(Brano riportato)
▬▬▬▬▬▬▬▬▬▬

ATTUALITA'
Stefano Torossi
Marco Enrico Bossi 1861 - 1925

Marco Enrico Bossi nasce il 25 aprile 1861 a Salò, una graziosa cittadina sul Lago di Garda. E va bene. Ma poi la sua biografia ha un finale inaspettato, per un musicista: muore il 20 febbraio 1925 nell’Oceano Atlantico. Nel mare? In un naufragio? Il decesso avviene effettivamente in mare ma non fra le onde, bensì nell’infermeria di una nave in viaggio fra New York e Le Havre, al ritorno da una trionfale tournee negli USA.
Lui è l’ultimo prodotto di quattro generazioni di organisti, tanto legati allo strumento da chiamarlo con devozione e rispetto “Causa nostrae letitiae”.
Prima studia con il padre, poi frequenta per due anni il Liceo Musicale di Bologna e per altri otto il Conservatorio di Milano. Stranamente tutti questi anni di studio non bastano per il diploma, a causa di non meglio chiariti contrasti con il suo maestro Polibio Fumagalli. Curiosi, abbiamo cercato dappertutto, ma non siamo riusciti a trovare niente di più sui particolari di questa stuzzicante vicenda di apparente boicottaggio scolastico.
Alla fine Bossi decide di andarsene all’estero infischiandosene del riconoscimento italiano.
Ma qui, al Chrystal Palace e alla Cattedrale di S. Paolo a Londra e più tardi a Parigi, dopo aver sperimentato i grandiosi strumenti, ecclesiastici o profani, che all’epoca erano la novità, finisce per ritrovarsi mortificato dal confronto con l’arretratezza della situazione organistica italiana.

▬▬▬▬▬▬▬▬▬▬

(Estratto del dataset)

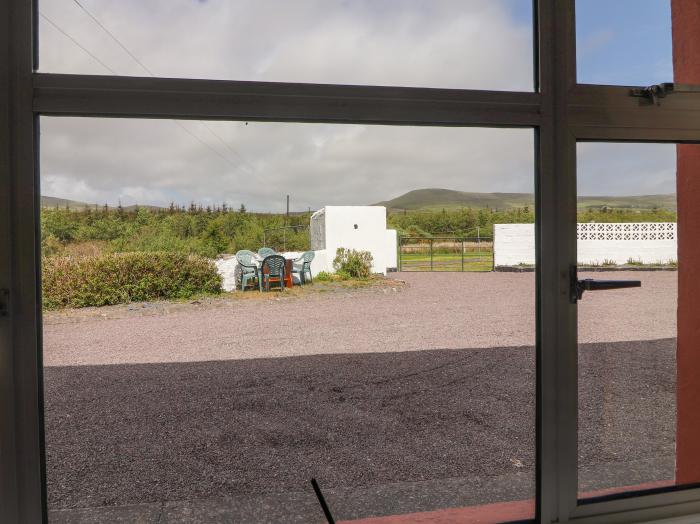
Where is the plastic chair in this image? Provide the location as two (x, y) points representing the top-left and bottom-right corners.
(260, 255), (287, 291)
(236, 249), (261, 291)
(292, 251), (316, 286)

▬▬▬▬▬▬▬▬▬▬

(Consegna scritta 1)
Riproduci fedelmente il tratto del brano su Marco Enrico Bossi che va da "Marco Enrico Bossi nasce" fino a "tournee negli USA.".
(Consegna scritta 2)
Secondo il brano su Marco Enrico Bossi, con quale maestro ebbe i contrasti che gli impedirono di ottenere il diploma?

(Risposta alla consegna 1)
Marco Enrico Bossi nasce il 25 aprile 1861 a Salò, una graziosa cittadina sul Lago di Garda. E va bene. Ma poi la sua biografia ha un finale inaspettato, per un musicista: muore il 20 febbraio 1925 nell’Oceano Atlantico. Nel mare? In un naufragio? Il decesso avviene effettivamente in mare ma non fra le onde, bensì nell’infermeria di una nave in viaggio fra New York e Le Havre, al ritorno da una trionfale tournee negli USA.

(Risposta alla consegna 2)
Con Polibio Fumagalli.